─── Extrait du document

Le deuxième ordre d'arguments, entendus plus souvent aux États-Unis, mettent en avant un déficit commercial, suggérant que la puissance économique d'un pays se mesure à l'aune de l'excédent de ses importations de marchandises, tout comme au XVIIe siècle, les mercantilistes croyaient que la bonne mesure était l'excédent des importations d'or. Là encore, le rôle des services est sous-évalué car mal connu. La puissance économique de la France à l'époque contemporaine a connu son apogée à la Belle Époque. Or, que constate-t-on ? Un déficit commercial systématique, compensé par le deuxième investissement à l'étranger au monde.

Délocalisations et redistribution

Ajoutons à cela un argument économique et un fait. Le fait : les pertes d'emploi liées aux délocalisations sont une goutte d'eau dans l'océan. Alors que chaque année plusieurs millions d'emplois sont détruits et créés en France, les destructions dues aux délocalisations sont inférieures à la centaine de mille. L'argument économique : il est possible de compenser ceux qui perdent leur emploi, car le gain est supérieur à leur perte. Illustrons cela par un petit exemple. La société Camisa ferme son usine de 500 salariés en France pour en ouvrir une en Chine. Le prix de revient de la chemise en France était de 10EUR, il est de 1EUR en Chine. Les chemises étaient vendues en France à 12EUR avant la délocalisation, elles le sont maintenant à 4EUR, concurrence oblige. Supposons enfin que les salariés étaient payés 1200EUR par mois pour produire 60000 chemises. Pour les compenser, il faut donc 600000EUR. Or, les acheteurs de chemises économisent 60000*(12-4)=480000EUR et l'entreprise empoche un bénéfice supplémentaire de 180000EUR, soit au total 660000EUR, soit plus que la perte. Et encore, cet exemple néglige l'augmentation de la demande de chemises liées à la baisse du prix.

Cet exemple illustre une règle quasi-générale : le problème posé par les délocalisations est un problème de redistribution. Il s'agit de trouver comment amener les millions de consommateurs qui gagnent à la délocalisation quelques euros sur chacun de leurs achats à compenser les quelques-uns qui y laissent leur emploi, sachant que le total est nécessairement positif (sans quoi il n'y aurait eu aucun intérêt à la délocalisation au départ).

La peur de la Chine

Je m'excuse de la longueur de ce billet, mais voici une dernière considération : de quoi les Chinois ont-ils peur ? Derrière les discours triomphalistes, les Chinois ne sont pas plus rassurés que nous. Ils ont en effet à leurs portes un pays dont la population sera vraisemblablement plus nombreuse que la leur dans le demi-siècle à venir, un pays nettement moins dépendant de financements étrangers et avec une compétence dans les nouvelles technologie ou le secteur médical nettement plus avancée que la Chine. En Chine, c'est ainsi l'Inde qui fait peur. Elle aussi dispose d'une classe moyenne forte de 300 millions de personnes, d'un vaste réservoir de main-d'œuvre, mais aussi d'une frange de la population nettement mieux formée, et dotée d'une industrie autochtone dynamique. Surtout, l'Inde est une démocratie. Il ne s'agit pas de se réjouir ici de l'inquiétude chinoise. Seulement de voir que l'éveil de la Chine ne constitue probablement qu'une étape, tandis que l'Inde ouvre les yeux, en attendant l'Amérique du Sud ou l'Afrique.

──────

**Consigne A**
Dans l'extrait sur les délocalisations, à quelle époque la puissance économique de la France a-t-elle connu son apogée ?
**Consigne B**
Recopiez l'extrait sur les délocalisations en commençant à « Le deuxième ordre » et en terminant à « l'étranger au monde. ».

─── Données fournies

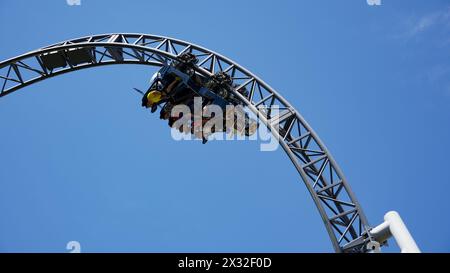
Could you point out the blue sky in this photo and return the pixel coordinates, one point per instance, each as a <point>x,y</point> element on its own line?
<point>81,160</point>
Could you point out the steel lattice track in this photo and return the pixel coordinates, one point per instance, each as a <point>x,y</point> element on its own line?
<point>342,215</point>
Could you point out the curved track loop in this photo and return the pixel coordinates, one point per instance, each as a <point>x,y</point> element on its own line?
<point>341,213</point>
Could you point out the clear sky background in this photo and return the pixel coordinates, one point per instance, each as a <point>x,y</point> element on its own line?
<point>81,160</point>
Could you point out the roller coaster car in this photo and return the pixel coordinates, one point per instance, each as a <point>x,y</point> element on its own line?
<point>178,83</point>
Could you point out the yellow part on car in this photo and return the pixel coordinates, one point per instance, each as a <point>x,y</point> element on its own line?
<point>153,97</point>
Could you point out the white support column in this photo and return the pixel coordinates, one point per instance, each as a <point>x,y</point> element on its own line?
<point>394,226</point>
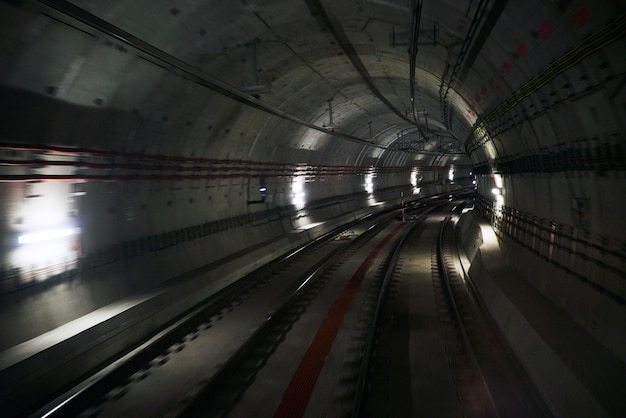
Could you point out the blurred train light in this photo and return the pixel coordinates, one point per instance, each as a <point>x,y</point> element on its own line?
<point>297,192</point>
<point>49,235</point>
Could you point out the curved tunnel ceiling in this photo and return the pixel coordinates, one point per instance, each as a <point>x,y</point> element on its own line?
<point>302,60</point>
<point>311,82</point>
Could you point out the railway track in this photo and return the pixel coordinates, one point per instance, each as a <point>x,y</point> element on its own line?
<point>342,295</point>
<point>268,291</point>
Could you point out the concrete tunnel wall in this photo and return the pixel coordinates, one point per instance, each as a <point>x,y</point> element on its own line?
<point>527,95</point>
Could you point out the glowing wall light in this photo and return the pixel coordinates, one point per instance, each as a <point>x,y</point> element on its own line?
<point>50,235</point>
<point>498,190</point>
<point>369,183</point>
<point>297,192</point>
<point>47,238</point>
<point>414,180</point>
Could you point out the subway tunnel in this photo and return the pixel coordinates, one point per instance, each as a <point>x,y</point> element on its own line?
<point>144,142</point>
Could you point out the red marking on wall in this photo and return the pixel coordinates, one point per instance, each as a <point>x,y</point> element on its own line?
<point>580,17</point>
<point>521,49</point>
<point>545,29</point>
<point>296,397</point>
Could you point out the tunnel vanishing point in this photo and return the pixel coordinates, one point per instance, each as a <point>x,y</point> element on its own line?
<point>145,142</point>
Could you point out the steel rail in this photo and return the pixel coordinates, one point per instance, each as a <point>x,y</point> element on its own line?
<point>443,268</point>
<point>373,326</point>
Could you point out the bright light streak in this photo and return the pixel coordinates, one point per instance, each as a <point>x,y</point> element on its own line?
<point>297,192</point>
<point>414,180</point>
<point>497,179</point>
<point>369,183</point>
<point>46,235</point>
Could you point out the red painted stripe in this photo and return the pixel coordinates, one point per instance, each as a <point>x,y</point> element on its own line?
<point>296,397</point>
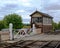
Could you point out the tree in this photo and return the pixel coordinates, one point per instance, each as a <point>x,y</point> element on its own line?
<point>2,25</point>
<point>15,19</point>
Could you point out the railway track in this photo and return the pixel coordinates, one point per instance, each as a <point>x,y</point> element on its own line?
<point>33,44</point>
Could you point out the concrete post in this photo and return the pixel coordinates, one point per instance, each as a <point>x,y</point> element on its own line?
<point>10,30</point>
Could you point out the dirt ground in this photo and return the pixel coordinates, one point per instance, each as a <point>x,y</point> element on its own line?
<point>43,37</point>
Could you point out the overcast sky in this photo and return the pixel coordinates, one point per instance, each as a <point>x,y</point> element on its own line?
<point>26,7</point>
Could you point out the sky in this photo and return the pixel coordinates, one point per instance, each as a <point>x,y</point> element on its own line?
<point>26,7</point>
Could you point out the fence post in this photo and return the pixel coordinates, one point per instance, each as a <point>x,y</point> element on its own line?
<point>34,28</point>
<point>0,38</point>
<point>10,30</point>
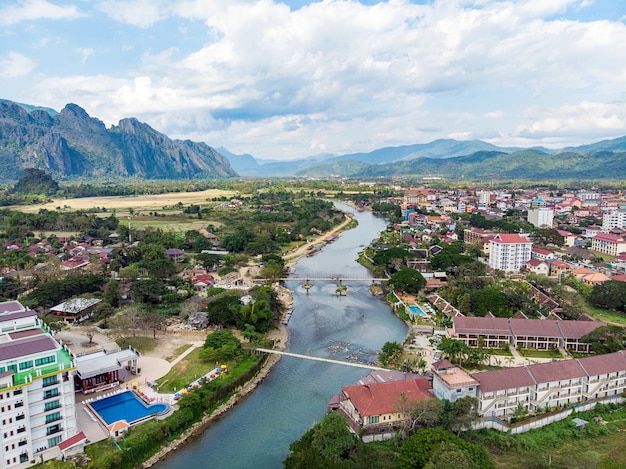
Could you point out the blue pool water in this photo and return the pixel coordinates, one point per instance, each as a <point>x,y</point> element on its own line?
<point>125,406</point>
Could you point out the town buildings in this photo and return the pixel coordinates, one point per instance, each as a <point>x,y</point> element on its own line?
<point>509,252</point>
<point>541,217</point>
<point>37,405</point>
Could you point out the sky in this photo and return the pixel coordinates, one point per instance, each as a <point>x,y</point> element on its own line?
<point>290,79</point>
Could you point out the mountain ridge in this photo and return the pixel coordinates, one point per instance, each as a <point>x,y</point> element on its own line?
<point>72,144</point>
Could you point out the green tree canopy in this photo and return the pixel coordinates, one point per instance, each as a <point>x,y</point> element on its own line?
<point>408,280</point>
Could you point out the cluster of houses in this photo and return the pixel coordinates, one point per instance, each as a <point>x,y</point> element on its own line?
<point>39,377</point>
<point>513,253</point>
<point>377,406</point>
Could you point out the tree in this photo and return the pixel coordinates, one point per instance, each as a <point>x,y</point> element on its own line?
<point>489,299</point>
<point>328,444</point>
<point>606,339</point>
<point>408,280</point>
<point>425,445</point>
<point>112,293</point>
<point>390,352</point>
<point>609,295</point>
<point>423,413</point>
<point>459,415</point>
<point>455,350</point>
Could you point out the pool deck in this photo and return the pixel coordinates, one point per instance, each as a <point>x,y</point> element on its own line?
<point>152,369</point>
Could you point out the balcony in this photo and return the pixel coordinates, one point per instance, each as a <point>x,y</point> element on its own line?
<point>55,429</point>
<point>51,395</point>
<point>50,383</point>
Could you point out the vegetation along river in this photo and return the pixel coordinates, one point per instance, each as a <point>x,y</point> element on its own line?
<point>257,432</point>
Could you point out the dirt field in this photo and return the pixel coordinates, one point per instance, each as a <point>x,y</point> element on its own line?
<point>141,202</point>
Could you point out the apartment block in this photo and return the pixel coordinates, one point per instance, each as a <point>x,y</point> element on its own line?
<point>37,404</point>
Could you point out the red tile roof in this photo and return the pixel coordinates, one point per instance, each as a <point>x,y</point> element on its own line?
<point>604,364</point>
<point>382,398</point>
<point>507,378</point>
<point>486,325</point>
<point>504,238</point>
<point>535,327</point>
<point>556,371</point>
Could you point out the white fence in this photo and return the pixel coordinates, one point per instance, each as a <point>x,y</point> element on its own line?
<point>522,427</point>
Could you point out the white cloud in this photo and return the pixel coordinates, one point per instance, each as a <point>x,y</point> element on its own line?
<point>85,53</point>
<point>340,76</point>
<point>15,66</point>
<point>29,10</point>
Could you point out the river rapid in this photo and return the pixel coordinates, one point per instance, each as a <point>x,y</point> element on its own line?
<point>257,432</point>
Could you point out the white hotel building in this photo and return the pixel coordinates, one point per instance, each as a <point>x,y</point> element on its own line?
<point>509,252</point>
<point>37,404</point>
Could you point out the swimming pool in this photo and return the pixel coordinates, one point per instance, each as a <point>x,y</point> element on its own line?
<point>125,406</point>
<point>417,310</point>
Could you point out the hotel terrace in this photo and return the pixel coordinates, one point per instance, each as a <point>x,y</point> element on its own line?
<point>541,334</point>
<point>535,387</point>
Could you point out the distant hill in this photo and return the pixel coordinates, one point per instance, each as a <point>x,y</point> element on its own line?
<point>72,144</point>
<point>523,164</point>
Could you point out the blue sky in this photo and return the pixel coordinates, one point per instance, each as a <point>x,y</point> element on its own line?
<point>290,79</point>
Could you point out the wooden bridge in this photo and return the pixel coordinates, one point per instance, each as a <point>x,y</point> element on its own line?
<point>326,360</point>
<point>338,279</point>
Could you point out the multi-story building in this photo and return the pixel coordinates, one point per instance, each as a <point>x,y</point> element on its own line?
<point>509,252</point>
<point>451,382</point>
<point>37,405</point>
<point>541,216</point>
<point>539,334</point>
<point>608,244</point>
<point>549,385</point>
<point>614,219</point>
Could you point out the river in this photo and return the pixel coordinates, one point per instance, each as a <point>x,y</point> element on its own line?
<point>257,432</point>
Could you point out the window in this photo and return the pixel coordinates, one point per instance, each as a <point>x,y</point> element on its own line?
<point>53,417</point>
<point>52,405</point>
<point>44,360</point>
<point>49,381</point>
<point>50,393</point>
<point>53,429</point>
<point>26,365</point>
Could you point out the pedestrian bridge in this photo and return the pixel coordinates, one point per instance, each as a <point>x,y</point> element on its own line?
<point>339,279</point>
<point>319,359</point>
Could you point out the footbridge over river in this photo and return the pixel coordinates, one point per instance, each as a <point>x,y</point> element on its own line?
<point>319,359</point>
<point>334,279</point>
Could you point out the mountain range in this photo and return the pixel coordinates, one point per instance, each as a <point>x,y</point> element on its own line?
<point>71,144</point>
<point>454,159</point>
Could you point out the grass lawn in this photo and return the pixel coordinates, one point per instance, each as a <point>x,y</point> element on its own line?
<point>610,317</point>
<point>142,344</point>
<point>528,353</point>
<point>560,445</point>
<point>184,372</point>
<point>178,352</point>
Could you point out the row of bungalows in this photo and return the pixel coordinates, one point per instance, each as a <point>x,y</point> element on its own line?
<point>545,386</point>
<point>540,334</point>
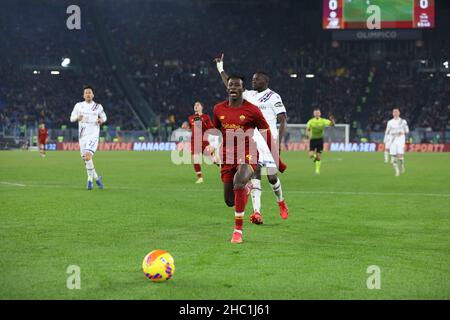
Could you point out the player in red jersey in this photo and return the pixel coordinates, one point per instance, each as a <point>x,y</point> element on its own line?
<point>199,123</point>
<point>42,139</point>
<point>236,118</point>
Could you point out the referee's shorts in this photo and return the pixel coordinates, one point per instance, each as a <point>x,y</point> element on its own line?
<point>316,145</point>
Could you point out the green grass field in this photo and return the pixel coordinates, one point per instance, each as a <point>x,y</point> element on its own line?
<point>391,10</point>
<point>355,214</point>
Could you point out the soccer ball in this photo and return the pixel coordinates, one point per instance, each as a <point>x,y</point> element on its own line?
<point>158,266</point>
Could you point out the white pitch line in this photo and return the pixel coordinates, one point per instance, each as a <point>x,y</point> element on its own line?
<point>145,188</point>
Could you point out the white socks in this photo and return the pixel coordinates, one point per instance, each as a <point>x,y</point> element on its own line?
<point>277,190</point>
<point>91,170</point>
<point>256,195</point>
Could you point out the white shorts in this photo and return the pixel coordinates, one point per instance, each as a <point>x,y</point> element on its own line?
<point>88,144</point>
<point>397,147</point>
<point>265,156</point>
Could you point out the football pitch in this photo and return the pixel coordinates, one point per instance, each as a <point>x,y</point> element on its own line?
<point>354,215</point>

──────

**Résultat A**
À la Belle Époque.

**Résultat B**
Le deuxième ordre d'arguments, entendus plus souvent aux États-Unis, mettent en avant un déficit commercial, suggérant que la puissance économique d'un pays se mesure à l'aune de l'excédent de ses importations de marchandises, tout comme au XVIIe siècle, les mercantilistes croyaient que la bonne mesure était l'excédent des importations d'or. Là encore, le rôle des services est sous-évalué car mal connu. La puissance économique de la France à l'époque contemporaine a connu son apogée à la Belle Époque. Or, que constate-t-on ? Un déficit commercial systématique, compensé par le deuxième investissement à l'étranger au monde.